Strangling Mermaids: More Writing Myths That Need To Die
Point of fact: I’m the guy at parties who tells you that urban legend you’re passing around — about the AIDS needles in the McDonald’s playground ball-pit or the dead baby used to smuggle cocaine or the chihuahua-that’s-actually-a-rat — is bullshit. I don’t know why. Everybody has fun telling those kinds of stories and there I am, pushing my glasses up the bridge of my nose, murdering misinformation — and, oh, fun — in equal measure. I’m just skeptical, I guess. You tell me that the punch in the punch bowl is spiked with vodka, I’m likely to ask, “Did you check Snopes? SNOPES OR IT DIDN’T HAPPEN.”
I bring the same measure of myth-killing (and subsequent accidental fun-murdering) to writing. Writers often live or die by magical thinking, and that’s all well and good when it’s not fucking with your mojo. But myths often contain secret dangers. The Mexican Pet legend — i.e. the chihuahua-that’s-actually-a-rat — contains a not insubstantial seed of xenophobia and racism. “Oh, those silly disgusting Mexicans,” it says, “with their dog-like rats and their rat-like dogs. You just can’t trust things from wacky Mexico!”
And thus I find it instructive to shine a light in dark spaces.
It’s probably annoying.
But, too bad. Here I am, once more kicking over logs inside the writer’s mind and seeing what squirmy little wormlets lurk underneath. Let’s tackle some more writing myths.
“All It Takes To Be A Writer Is To Read And Write!”
If ever there was a piece of advice that was more dismissive of the act of writing, I don’t know what it is. At the heart of the advice is this: if you really want to learn how to write, then the only things you need to do is read books and, in turn, write them. Boom. Done. From there, you’ll… I dunno, just figure it the fuck out.

## Material shown
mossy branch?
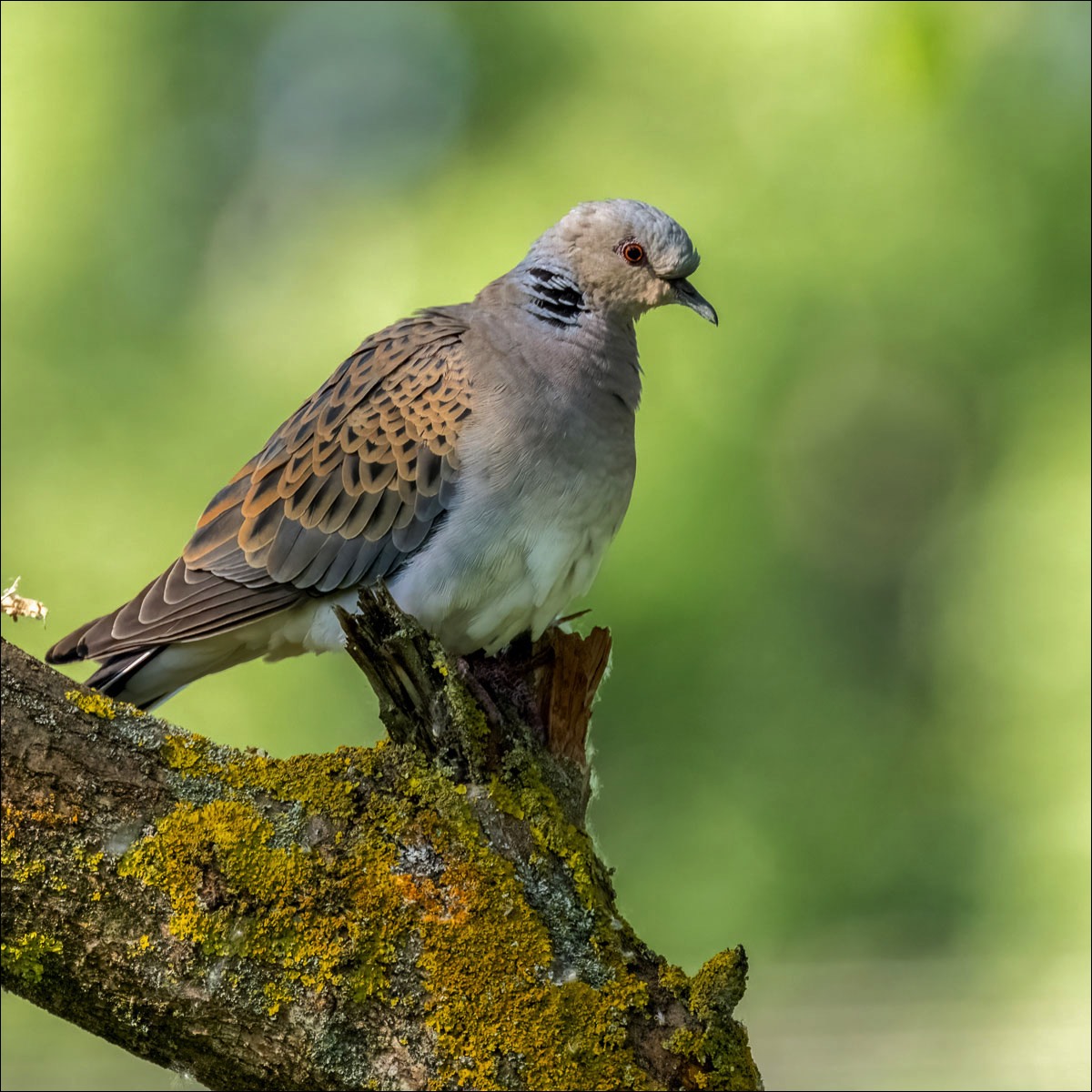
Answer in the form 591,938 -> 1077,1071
0,593 -> 760,1088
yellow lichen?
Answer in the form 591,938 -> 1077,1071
119,733 -> 663,1088
65,690 -> 118,721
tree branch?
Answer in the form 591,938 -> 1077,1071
0,592 -> 761,1088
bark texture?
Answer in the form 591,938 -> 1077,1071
0,592 -> 761,1088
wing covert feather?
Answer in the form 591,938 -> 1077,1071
182,311 -> 473,594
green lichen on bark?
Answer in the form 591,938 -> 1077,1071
0,630 -> 761,1088
0,932 -> 64,984
119,733 -> 654,1088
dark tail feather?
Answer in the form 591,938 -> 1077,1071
46,607 -> 120,663
83,644 -> 176,709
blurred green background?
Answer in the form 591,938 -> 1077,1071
2,2 -> 1090,1088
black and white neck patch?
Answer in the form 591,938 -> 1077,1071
523,266 -> 588,329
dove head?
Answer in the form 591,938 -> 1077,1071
521,200 -> 716,326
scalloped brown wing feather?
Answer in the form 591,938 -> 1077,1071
47,310 -> 473,662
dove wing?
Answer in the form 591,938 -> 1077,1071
48,310 -> 473,662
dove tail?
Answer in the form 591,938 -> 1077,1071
86,644 -> 181,709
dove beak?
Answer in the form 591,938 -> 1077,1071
672,278 -> 717,327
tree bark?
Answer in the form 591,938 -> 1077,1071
0,591 -> 761,1088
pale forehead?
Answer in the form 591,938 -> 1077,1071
557,200 -> 698,277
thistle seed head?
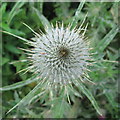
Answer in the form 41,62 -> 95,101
26,25 -> 90,85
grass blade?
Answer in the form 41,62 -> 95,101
6,82 -> 41,114
96,26 -> 118,52
0,76 -> 38,91
79,83 -> 102,116
32,7 -> 51,28
8,0 -> 25,24
71,0 -> 85,29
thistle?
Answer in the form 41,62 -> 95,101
26,24 -> 90,85
3,23 -> 101,114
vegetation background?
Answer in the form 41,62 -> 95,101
0,2 -> 120,120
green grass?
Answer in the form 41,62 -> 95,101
0,2 -> 120,120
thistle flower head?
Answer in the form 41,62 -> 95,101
29,24 -> 90,85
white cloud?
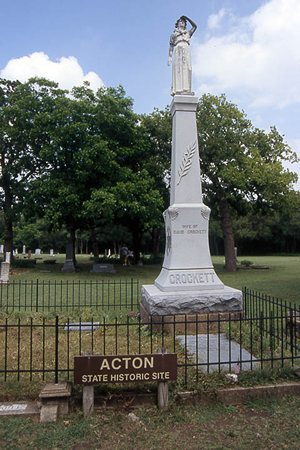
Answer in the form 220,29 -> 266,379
194,0 -> 300,108
207,8 -> 227,30
0,52 -> 103,89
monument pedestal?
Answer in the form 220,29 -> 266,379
141,95 -> 242,321
141,285 -> 242,319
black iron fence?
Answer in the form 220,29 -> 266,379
0,279 -> 140,312
0,289 -> 300,385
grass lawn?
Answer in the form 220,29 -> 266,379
0,398 -> 300,450
11,255 -> 300,304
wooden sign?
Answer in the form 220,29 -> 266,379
74,353 -> 177,385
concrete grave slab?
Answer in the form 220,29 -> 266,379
177,333 -> 259,372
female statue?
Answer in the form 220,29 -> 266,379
168,16 -> 197,95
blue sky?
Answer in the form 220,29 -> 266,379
0,0 -> 300,189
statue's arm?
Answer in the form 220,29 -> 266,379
181,16 -> 197,36
168,34 -> 174,66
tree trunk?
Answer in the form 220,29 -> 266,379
1,164 -> 13,259
91,228 -> 99,258
131,221 -> 142,264
151,228 -> 161,256
220,198 -> 236,272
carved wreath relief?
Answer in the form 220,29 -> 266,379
177,141 -> 197,186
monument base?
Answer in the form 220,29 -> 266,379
141,285 -> 243,316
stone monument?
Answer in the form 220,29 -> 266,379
141,16 -> 242,320
0,252 -> 11,284
61,242 -> 76,273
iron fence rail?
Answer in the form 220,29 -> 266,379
0,279 -> 140,313
0,293 -> 300,385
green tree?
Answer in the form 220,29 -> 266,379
0,79 -> 62,252
197,95 -> 297,271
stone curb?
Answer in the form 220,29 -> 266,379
176,382 -> 300,405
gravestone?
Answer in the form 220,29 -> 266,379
141,15 -> 242,320
61,242 -> 76,273
91,263 -> 116,273
0,261 -> 10,284
177,333 -> 259,372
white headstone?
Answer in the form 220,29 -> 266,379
0,261 -> 10,283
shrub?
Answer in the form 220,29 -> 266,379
241,259 -> 253,267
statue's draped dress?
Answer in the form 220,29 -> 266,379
170,30 -> 192,95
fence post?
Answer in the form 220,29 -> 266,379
35,279 -> 39,312
55,316 -> 59,384
130,278 -> 133,311
157,348 -> 169,411
289,307 -> 296,365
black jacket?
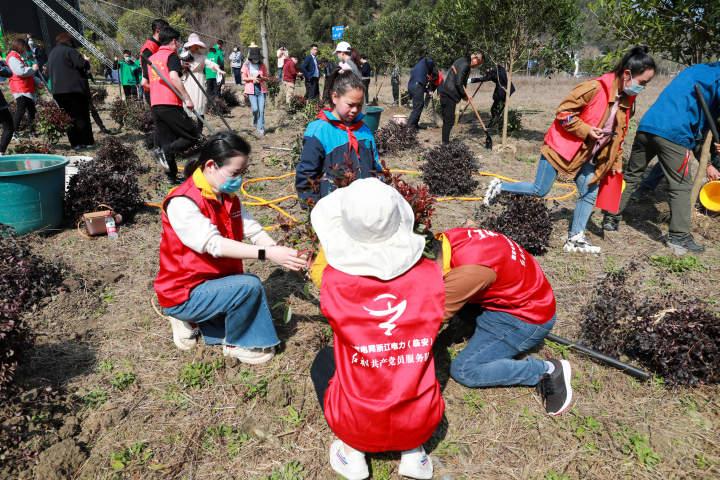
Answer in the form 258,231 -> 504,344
438,57 -> 470,103
48,43 -> 90,95
471,65 -> 515,102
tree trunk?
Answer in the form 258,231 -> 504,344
502,54 -> 515,147
260,0 -> 270,73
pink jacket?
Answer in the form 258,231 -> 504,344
240,62 -> 268,95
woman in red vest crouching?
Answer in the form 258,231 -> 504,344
485,47 -> 655,253
435,228 -> 572,415
155,132 -> 305,364
310,178 -> 445,480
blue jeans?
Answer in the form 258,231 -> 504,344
450,306 -> 555,387
248,85 -> 265,133
163,274 -> 280,348
502,155 -> 598,237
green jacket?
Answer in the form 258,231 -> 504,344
118,60 -> 141,86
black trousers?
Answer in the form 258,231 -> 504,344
440,94 -> 457,144
13,97 -> 37,131
310,347 -> 335,412
408,83 -> 425,128
487,98 -> 505,130
151,105 -> 200,178
123,85 -> 137,98
0,109 -> 15,153
53,92 -> 95,147
206,78 -> 218,97
305,77 -> 320,100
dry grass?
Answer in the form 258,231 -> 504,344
7,75 -> 720,479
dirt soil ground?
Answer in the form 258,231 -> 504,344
0,72 -> 720,480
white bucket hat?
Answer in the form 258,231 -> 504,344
183,33 -> 207,48
310,178 -> 425,280
335,42 -> 352,53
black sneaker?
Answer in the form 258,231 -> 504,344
665,233 -> 705,256
537,360 -> 572,416
603,215 -> 620,232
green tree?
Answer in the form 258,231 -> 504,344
431,0 -> 581,146
590,0 -> 720,65
347,10 -> 427,71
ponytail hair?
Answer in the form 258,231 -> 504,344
614,45 -> 657,78
323,67 -> 365,105
185,132 -> 251,178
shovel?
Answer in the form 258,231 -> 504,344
465,88 -> 492,150
458,82 -> 483,119
146,58 -> 215,134
187,68 -> 232,132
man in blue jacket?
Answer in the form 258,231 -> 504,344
408,55 -> 438,128
603,62 -> 720,255
300,43 -> 320,100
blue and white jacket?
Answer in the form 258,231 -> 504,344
295,111 -> 382,205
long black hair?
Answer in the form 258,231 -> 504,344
185,132 -> 251,178
323,67 -> 365,106
613,45 -> 657,78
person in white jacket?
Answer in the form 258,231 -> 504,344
180,33 -> 225,132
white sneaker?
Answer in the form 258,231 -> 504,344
168,317 -> 200,350
398,445 -> 432,480
330,440 -> 370,480
483,178 -> 502,207
563,232 -> 600,253
223,345 -> 275,365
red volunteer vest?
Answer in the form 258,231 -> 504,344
545,72 -> 635,162
155,173 -> 243,308
7,50 -> 35,93
443,228 -> 555,324
148,45 -> 183,107
320,259 -> 445,452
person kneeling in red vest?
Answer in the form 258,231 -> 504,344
435,228 -> 572,415
155,132 -> 305,364
310,178 -> 445,480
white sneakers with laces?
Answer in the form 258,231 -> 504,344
167,317 -> 200,351
330,440 -> 370,480
563,232 -> 600,253
398,445 -> 433,480
223,345 -> 275,365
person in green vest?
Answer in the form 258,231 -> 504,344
205,44 -> 224,97
115,50 -> 142,98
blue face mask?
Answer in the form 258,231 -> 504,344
623,77 -> 645,97
218,175 -> 242,193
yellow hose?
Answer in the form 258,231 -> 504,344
145,169 -> 577,230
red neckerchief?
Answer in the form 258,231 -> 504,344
317,110 -> 363,160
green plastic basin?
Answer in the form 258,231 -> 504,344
0,154 -> 68,235
363,107 -> 383,133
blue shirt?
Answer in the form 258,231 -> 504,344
638,62 -> 720,150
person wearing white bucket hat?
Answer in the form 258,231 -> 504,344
180,33 -> 225,132
310,178 -> 445,480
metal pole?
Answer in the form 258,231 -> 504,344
187,69 -> 233,132
145,58 -> 215,133
545,333 -> 651,381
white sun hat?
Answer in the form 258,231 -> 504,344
335,42 -> 352,53
183,33 -> 207,48
310,178 -> 425,280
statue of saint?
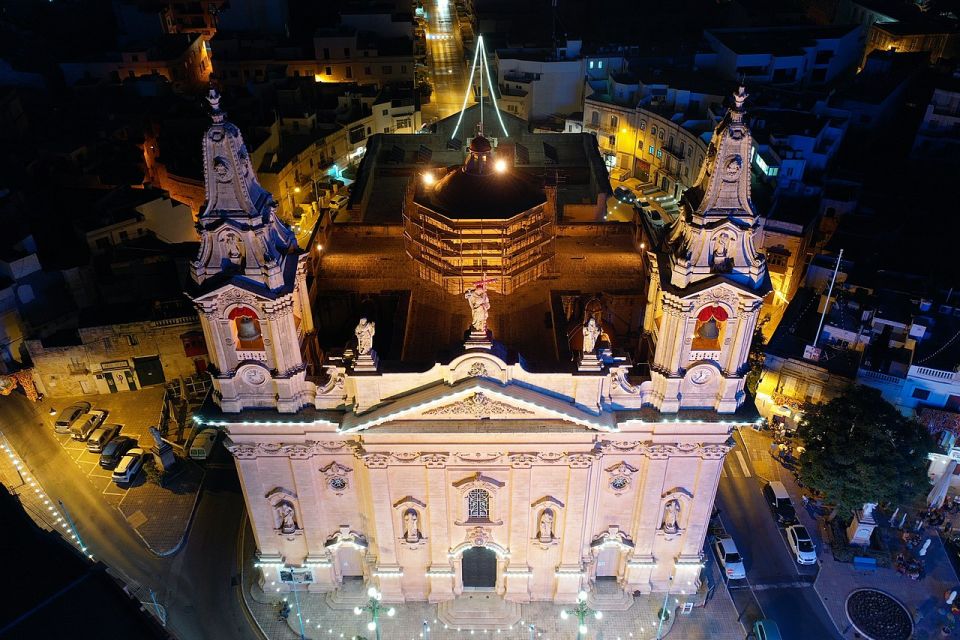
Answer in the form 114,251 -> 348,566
463,284 -> 490,333
353,318 -> 376,356
537,509 -> 553,542
403,509 -> 423,542
663,498 -> 680,533
583,316 -> 601,354
277,500 -> 298,533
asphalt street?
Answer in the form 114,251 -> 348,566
716,434 -> 839,640
0,394 -> 261,640
422,0 -> 473,123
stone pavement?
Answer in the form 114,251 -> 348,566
36,385 -> 203,556
243,560 -> 744,640
740,429 -> 960,638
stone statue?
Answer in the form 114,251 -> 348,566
583,316 -> 601,354
463,284 -> 490,333
713,232 -> 733,260
403,509 -> 423,542
276,500 -> 299,533
537,509 -> 553,542
353,318 -> 376,356
663,498 -> 680,533
220,233 -> 241,264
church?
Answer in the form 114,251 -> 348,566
189,87 -> 770,615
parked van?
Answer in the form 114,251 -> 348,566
70,410 -> 107,440
190,429 -> 218,460
763,482 -> 797,527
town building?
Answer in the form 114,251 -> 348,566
26,300 -> 209,398
910,73 -> 960,162
60,33 -> 213,91
694,24 -> 864,87
192,85 -> 769,629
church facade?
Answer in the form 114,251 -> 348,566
190,86 -> 769,607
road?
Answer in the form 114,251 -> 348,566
716,433 -> 839,640
422,0 -> 473,124
0,394 -> 260,640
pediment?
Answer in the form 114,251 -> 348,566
341,378 -> 616,431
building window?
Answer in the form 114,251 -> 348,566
467,489 -> 490,520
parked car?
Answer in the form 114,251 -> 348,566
787,524 -> 817,564
763,481 -> 797,527
70,409 -> 107,440
753,620 -> 783,640
620,178 -> 647,201
713,536 -> 747,580
329,194 -> 350,212
113,447 -> 146,484
87,424 -> 121,453
190,429 -> 219,460
613,187 -> 637,204
53,402 -> 90,433
100,436 -> 137,469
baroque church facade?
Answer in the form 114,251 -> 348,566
190,90 -> 769,612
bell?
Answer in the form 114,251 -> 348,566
237,316 -> 260,340
698,318 -> 720,340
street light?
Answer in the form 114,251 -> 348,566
560,591 -> 603,640
353,587 -> 397,640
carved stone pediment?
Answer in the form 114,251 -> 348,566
423,391 -> 534,418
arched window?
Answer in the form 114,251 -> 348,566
228,307 -> 264,351
467,489 -> 490,520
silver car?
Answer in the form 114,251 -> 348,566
787,524 -> 817,564
713,536 -> 747,580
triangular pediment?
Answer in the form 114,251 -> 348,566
341,378 -> 616,431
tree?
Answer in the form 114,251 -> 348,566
797,387 -> 933,514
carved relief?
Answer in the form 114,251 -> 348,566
424,392 -> 534,418
320,461 -> 352,496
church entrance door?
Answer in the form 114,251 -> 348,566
337,548 -> 363,578
460,547 -> 497,589
597,549 -> 620,580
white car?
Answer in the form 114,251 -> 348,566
713,536 -> 747,580
787,524 -> 817,564
113,447 -> 146,484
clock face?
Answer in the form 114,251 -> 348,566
690,369 -> 710,384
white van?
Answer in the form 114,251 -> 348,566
190,429 -> 218,460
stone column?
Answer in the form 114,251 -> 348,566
421,453 -> 456,603
363,453 -> 404,602
504,454 -> 535,602
554,453 -> 593,603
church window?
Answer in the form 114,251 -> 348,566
229,307 -> 264,351
691,306 -> 727,351
467,489 -> 490,520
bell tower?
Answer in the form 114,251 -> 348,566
189,89 -> 313,413
644,87 -> 770,413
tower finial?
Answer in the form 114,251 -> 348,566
207,84 -> 227,124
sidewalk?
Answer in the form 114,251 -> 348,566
236,559 -> 744,640
740,429 -> 960,638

## Given problem 1
According to the post on writing myths, what does the Mexican Pet legend contain?
## Given problem 2
Continue the post on writing myths from its last sentence.

## Final result 1
A not insubstantial seed of xenophobia and racism.

## Final result 2
Can you imagine if we believed that true of other skills?
“Piano? Ehh. Just listen to some Billy Joel and then go flop around on this Casio keyboard for an hour and a half. You’ll pick it up.” “Painting? Sure, sure, here’s a bunch of Bob Ross VHS tapes, just put those on and then fingerpaint a bunch of happy little trees for a few weeks. You’ll be Leonardo Picasso in no time.” “Truck driving? Yeah, fuck the CDL. Just watch me do it, then you have a crack at it. That’s all you need. No, don’t worry if you mow down a church picnic or some shit. Them churchies have had it too good for too long.”
Reading and writing are two critical components of learning to write. True. No argument. But to suggest that’s all it takes is ludicrous — this isn’t fucking Skee-Ball. Writing’s got a lot of moving parts, many obscured behind a metric butt-ton of abstraction. This idea misses first that going out and living your life is a critical component to being a writer: you learn about stories by living your own stories. You also learn storytelling by hearing stories told, not just by reading them or writing them. Further, this removes from the equation any power you might get from writing classes (compositional and up) and writing advice, both of which are not only functional, but for many, fundamental.
Newsflash: I read a lot as a kid and I wrote a lot, too.
It didn’t make me a bestselling author at age 12.
The classes I took? The writing advice I read? The conferences? The sit-downs with other writers? The notes from editors? All of it, instructive. All of it putting me where I am today.
“My Characters Control Me!”
Despite how it sounds, I don’t actually want to destroy the magic implicit to storytelling. A very real magic lives there, and while I believe that writing is a craft, I’ve come to further believe that storytelling is an art.
But for me, the focus of magic must be internal, not external. Magic shouldn’t happen to the writer; the writer should be the one in control of the magic. It’s the difference between having your penis stolen by black magic sorcerers or, instead, being the sorcerer who uses his magic to steal penises. Right? Right.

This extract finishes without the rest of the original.